*** Excerpt provided Section Begins ***

January 24, 2012 | 0 Comments
India's Moser Baer says a new "metal and intrinsic layer semiconductor" (MIST) technology can push its PV cell conversion efficiency to 21% or more. Meanwhile, Yingli and DuPont reveal their work in improving Yingli's Panda module technology.
January 24, 2012 - India's Moser Baer says it has adopted a "metal and intrinsic layer semiconductor" (MIST) technology that it says can push its PV cell conversion efficiency to 21% or more. It's unclear precisely where this new MIST technology applies; the company says it's leveraging both c-Si and thin-film module technology, to make the high-efficiency cells. It does specify that the R&D work was done over "the past few years" on "multiple technology platforms" at the company's labs in India and the Netherlands. The company lists capabilities for both c-Si (100MW cells, 90MW modules) and thin-film (50MW modules) solar PV, plus "a few megawatts" for concentrated PV, with plans for expansion.
We've contacted Moser Baer for clarification on what exactly this MIST technology is, how it is being implemented into current manufacturing (with any changes/upgrades), and for any timelines to introduce the improved cells into pilot and volume production. We'll share any details we get.
DuPont, Yingli tout Panda collab
Elsewhere in higher-efficiency cells, DuPont Photovoltaic Solutions and Yingli Green Energy are revealing an ongoing collaboration to push solar cell efficiency and new module manufacturing processes and designs for Yingli's n-type metal wrapthrough Panda technology.
Specifically, the gains made via the DuPont-Yingli collaboration include: integrating DuPont's Solamet PV17x metallization technology with an advanced cell diffusion process, and integrating both customized metallization materials (to boost efficiency) and fluoride films (to improve power output).
Yingli launched its Panda efforts in 2009 in conjunction with the Energy Research Center of the Netherlands (ECN) and Amtech's Tempress subsidiary, aiming to reduce up to 40% metal coverage vs. standard c-Si cells, translating to around a 1.5% gain in relative cell efficiency; it also expects to realize far better cost reductions than with standard mc-Si. In a July 2011 Solarbuzz ranking of top modules, Panda ranked in a tight bunch around 16% efficiency, behind the ~19% panels of SunPower, AUO, and Sanyo; since last September Yingli says it's getting about 19.7% in lab tests.

*** Excerpt provided Section Ends ***

# [Set of tasks]
1. Answer these questions from the solar article:
(a) What PV cell conversion efficiency does Moser Baer say its MIST technology can reach?
(b) In what year did Yingli launch its Panda efforts?
(c) What efficiency does Yingli say it has been getting in lab tests since last September?
2. Duplicate the passage of the solar article from "Specifically, the gains" up to and including "improve power output).".
The items that come next are separate material and have no connection to the solar article.

*** Recorded information Section Begins ***

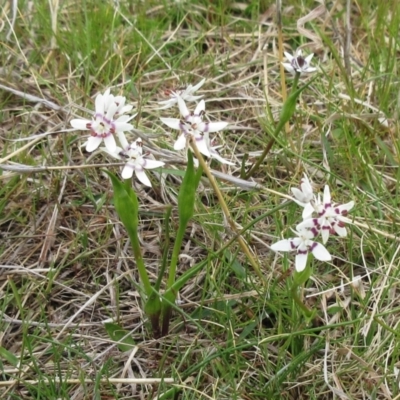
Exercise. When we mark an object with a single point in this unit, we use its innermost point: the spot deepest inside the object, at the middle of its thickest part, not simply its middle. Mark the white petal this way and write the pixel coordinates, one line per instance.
(202, 146)
(173, 123)
(127, 171)
(310, 69)
(122, 140)
(213, 126)
(180, 143)
(200, 108)
(217, 156)
(141, 175)
(309, 58)
(289, 68)
(123, 126)
(346, 207)
(282, 245)
(189, 97)
(288, 56)
(300, 196)
(340, 230)
(93, 143)
(99, 104)
(320, 252)
(166, 104)
(110, 143)
(325, 235)
(111, 110)
(114, 154)
(198, 86)
(327, 195)
(80, 124)
(182, 107)
(301, 261)
(308, 211)
(125, 118)
(151, 164)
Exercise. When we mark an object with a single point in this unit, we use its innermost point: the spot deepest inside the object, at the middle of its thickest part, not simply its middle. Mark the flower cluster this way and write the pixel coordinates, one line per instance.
(109, 124)
(320, 216)
(192, 125)
(297, 63)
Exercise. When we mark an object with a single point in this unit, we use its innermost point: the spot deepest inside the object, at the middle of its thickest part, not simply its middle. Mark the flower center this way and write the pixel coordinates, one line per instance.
(101, 126)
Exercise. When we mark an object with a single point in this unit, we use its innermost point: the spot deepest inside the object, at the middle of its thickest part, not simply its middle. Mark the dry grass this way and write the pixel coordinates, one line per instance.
(66, 264)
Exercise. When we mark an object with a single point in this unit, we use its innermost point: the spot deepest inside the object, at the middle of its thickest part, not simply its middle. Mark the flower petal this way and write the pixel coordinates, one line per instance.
(127, 171)
(93, 143)
(110, 143)
(320, 252)
(288, 56)
(282, 245)
(301, 261)
(201, 144)
(200, 108)
(80, 124)
(182, 108)
(288, 67)
(173, 123)
(198, 86)
(180, 143)
(151, 164)
(327, 195)
(141, 175)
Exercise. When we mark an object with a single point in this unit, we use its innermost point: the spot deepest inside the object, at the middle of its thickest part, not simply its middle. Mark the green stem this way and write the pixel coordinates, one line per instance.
(137, 253)
(308, 313)
(278, 128)
(225, 210)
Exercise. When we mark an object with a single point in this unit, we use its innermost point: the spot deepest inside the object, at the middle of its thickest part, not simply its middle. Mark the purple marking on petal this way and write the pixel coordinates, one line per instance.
(313, 246)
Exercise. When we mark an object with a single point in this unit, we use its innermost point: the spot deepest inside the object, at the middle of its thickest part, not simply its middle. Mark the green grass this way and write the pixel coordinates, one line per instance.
(66, 268)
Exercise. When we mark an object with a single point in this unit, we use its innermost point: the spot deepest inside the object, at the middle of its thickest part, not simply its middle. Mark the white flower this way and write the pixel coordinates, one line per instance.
(297, 63)
(107, 121)
(135, 160)
(331, 217)
(303, 244)
(304, 197)
(192, 124)
(185, 94)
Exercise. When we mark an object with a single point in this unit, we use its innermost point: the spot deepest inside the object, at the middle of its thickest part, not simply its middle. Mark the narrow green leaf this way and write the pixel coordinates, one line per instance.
(187, 192)
(289, 107)
(123, 337)
(8, 356)
(125, 203)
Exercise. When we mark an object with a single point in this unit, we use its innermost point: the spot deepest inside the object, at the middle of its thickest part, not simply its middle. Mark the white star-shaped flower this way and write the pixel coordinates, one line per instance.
(186, 94)
(298, 64)
(331, 218)
(192, 125)
(304, 196)
(135, 160)
(107, 121)
(303, 244)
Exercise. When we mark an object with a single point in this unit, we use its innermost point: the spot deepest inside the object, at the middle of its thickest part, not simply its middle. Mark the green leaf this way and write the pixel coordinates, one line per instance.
(187, 193)
(301, 277)
(126, 204)
(289, 107)
(9, 357)
(123, 337)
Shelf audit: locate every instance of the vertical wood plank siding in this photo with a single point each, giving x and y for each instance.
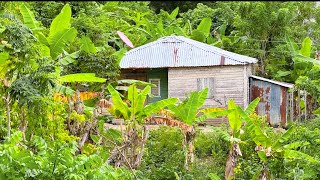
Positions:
(230, 82)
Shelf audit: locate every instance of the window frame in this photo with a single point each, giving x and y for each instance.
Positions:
(211, 90)
(158, 86)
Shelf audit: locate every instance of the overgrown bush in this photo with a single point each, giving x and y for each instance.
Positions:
(54, 160)
(164, 156)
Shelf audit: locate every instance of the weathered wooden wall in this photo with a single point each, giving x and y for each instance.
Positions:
(230, 82)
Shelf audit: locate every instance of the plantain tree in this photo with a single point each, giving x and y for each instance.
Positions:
(236, 117)
(133, 111)
(52, 47)
(268, 149)
(188, 112)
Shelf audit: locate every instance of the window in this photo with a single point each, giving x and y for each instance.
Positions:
(155, 90)
(203, 83)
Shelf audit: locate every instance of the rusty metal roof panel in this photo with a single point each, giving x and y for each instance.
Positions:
(284, 84)
(178, 51)
(273, 100)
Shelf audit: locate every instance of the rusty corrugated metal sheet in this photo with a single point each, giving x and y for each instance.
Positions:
(178, 51)
(273, 100)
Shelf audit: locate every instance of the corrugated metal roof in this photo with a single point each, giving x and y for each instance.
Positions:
(284, 84)
(178, 51)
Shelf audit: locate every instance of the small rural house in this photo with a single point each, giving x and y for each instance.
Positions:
(179, 65)
(276, 100)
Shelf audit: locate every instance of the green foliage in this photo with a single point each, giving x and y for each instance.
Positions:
(187, 110)
(81, 77)
(87, 45)
(136, 111)
(39, 159)
(28, 17)
(163, 159)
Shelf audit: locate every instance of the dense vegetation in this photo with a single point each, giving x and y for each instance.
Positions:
(52, 52)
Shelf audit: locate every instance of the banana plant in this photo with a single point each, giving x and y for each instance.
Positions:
(236, 117)
(268, 149)
(134, 112)
(55, 44)
(189, 112)
(132, 109)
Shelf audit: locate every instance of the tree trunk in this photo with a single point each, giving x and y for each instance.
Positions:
(233, 156)
(188, 146)
(264, 174)
(7, 102)
(23, 124)
(130, 152)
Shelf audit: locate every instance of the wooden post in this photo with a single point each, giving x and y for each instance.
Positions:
(291, 106)
(305, 105)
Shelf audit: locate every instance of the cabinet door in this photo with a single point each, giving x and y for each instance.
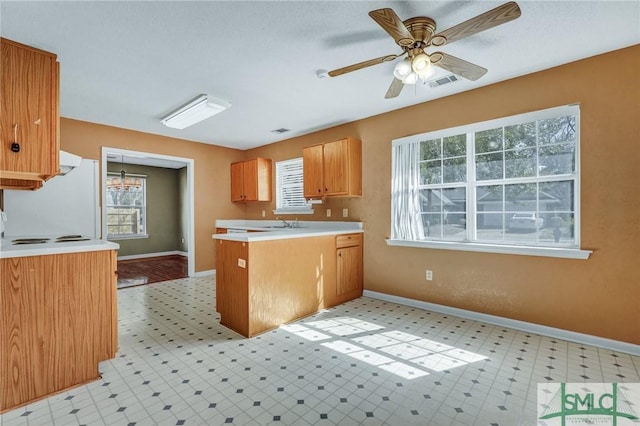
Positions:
(237, 181)
(29, 87)
(349, 270)
(336, 167)
(313, 170)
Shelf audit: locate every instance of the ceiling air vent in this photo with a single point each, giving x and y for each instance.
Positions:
(443, 80)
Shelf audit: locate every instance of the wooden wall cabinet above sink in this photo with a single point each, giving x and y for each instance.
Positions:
(251, 180)
(29, 123)
(333, 169)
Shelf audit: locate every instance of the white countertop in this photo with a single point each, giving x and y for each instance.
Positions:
(272, 230)
(8, 249)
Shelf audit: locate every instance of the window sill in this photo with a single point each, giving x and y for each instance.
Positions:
(567, 253)
(127, 237)
(293, 211)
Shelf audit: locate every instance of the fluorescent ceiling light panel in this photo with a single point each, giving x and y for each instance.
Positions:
(201, 108)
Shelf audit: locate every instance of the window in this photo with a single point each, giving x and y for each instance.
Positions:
(508, 183)
(289, 188)
(126, 209)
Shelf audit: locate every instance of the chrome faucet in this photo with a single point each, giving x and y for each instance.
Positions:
(293, 224)
(286, 224)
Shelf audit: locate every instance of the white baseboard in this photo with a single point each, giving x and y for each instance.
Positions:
(205, 273)
(543, 330)
(158, 254)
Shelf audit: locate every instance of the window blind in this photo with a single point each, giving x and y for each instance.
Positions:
(289, 185)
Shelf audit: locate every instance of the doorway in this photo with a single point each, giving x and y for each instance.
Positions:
(139, 158)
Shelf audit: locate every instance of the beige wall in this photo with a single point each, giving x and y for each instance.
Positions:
(211, 171)
(599, 296)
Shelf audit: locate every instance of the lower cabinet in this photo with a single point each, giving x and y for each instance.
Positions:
(263, 284)
(349, 265)
(58, 322)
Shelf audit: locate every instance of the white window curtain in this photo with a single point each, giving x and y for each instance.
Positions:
(405, 206)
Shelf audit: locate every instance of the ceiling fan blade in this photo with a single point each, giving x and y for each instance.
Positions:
(361, 65)
(500, 15)
(457, 66)
(391, 23)
(395, 88)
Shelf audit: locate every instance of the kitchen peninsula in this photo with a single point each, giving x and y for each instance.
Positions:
(58, 301)
(270, 272)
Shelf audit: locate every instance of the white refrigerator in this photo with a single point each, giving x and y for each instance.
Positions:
(67, 204)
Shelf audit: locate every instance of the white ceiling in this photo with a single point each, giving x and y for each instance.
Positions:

*** Recorded information Section Ends ***

# [Results by task]
1.
(a) 21% or more
(b) 2009
(c) About 19.7%

2.
Specifically, the gains made via the DuPont-Yingli collaboration include: integrating DuPont's Solamet PV17x metallization technology with an advanced cell diffusion process, and integrating both customized metallization materials (to boost efficiency) and fluoride films (to improve power output).